▶ [Complete the following]:
a) Rewrite the part of the Hayley Atwell interview starting at "It is easy to" and ending at "Blanchett has one.", using "dazzling" in place of "megawatt".
b) In the Hayley Atwell interview, which school did Atwell graduate from?

▶ [Source]:
Action girl : Hayley Atwell interview
Hayley Atwell leaps from star of Brideshead and Any Human Heart to gun-toting sex bomb in Captain America
Please God, no more red lipstick !’ Hayley Atwell drops her head into her hands in mock despair. When she looks up again, the beautiful mouth that is the source of so much frustration has split her face into a dimply grin.
It is easy to see why it has generated so much attention ; it is a megawatt sort of a mouth. Lauren Bacall had one, Hedy Lamarr had one, Cate Blanchett has one.
’Hayley is a star in the old-fashioned sense of the word,’ says the author William Boyd, in whose Channel 4 adaptation of his own novel Any Human Heart Atwell’s bombshell 1940s glamour was mesmerising.
Atwell, 29, has been playing period beauties fairly solidly since graduating from the Guildhall School of Music and Drama six years ago. These include Julia Flyte in Julian Jarrold’s 2008 film version of Brideshead Revisited ; Bess Foster – the third person in the Duke and Duchess of Devonshire’s marriage – in Saul Dibb’s The Duchess ; Mary Crawford in Mansfield Park ; and Freya, the love of Logan Mountstuart’s life, in Any Human Heart.

▶ [Dataset]:
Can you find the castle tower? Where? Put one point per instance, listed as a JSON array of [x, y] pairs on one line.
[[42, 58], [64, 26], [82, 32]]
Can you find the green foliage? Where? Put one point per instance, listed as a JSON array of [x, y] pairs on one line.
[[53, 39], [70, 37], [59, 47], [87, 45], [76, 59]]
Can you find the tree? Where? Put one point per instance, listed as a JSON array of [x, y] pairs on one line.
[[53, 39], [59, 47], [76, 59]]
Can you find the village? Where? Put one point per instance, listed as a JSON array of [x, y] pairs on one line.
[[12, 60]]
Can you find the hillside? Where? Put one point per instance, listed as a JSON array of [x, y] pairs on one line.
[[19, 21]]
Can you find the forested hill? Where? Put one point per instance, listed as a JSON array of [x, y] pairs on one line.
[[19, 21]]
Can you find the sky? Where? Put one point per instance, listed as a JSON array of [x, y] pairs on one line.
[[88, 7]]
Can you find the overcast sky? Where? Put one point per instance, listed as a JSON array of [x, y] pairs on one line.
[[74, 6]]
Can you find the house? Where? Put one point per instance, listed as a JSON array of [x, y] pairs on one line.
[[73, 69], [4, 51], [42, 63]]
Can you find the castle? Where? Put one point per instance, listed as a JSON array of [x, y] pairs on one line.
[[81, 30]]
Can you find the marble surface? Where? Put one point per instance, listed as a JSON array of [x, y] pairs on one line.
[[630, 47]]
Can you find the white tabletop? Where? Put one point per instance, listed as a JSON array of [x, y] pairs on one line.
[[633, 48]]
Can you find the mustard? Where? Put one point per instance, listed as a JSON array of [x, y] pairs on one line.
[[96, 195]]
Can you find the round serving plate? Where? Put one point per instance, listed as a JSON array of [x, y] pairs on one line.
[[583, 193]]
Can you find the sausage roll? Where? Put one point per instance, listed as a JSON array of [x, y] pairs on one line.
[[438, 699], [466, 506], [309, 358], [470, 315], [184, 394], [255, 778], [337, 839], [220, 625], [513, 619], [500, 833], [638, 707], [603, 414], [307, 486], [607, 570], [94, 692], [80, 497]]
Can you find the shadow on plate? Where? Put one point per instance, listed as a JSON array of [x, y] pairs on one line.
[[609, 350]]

▶ [Answers given]:
a)
It is easy to see why it has generated so much attention ; it is a dazzling sort of a mouth. Lauren Bacall had one, Hedy Lamarr had one, Cate Blanchett has one.

b) The Guildhall School of Music and Drama.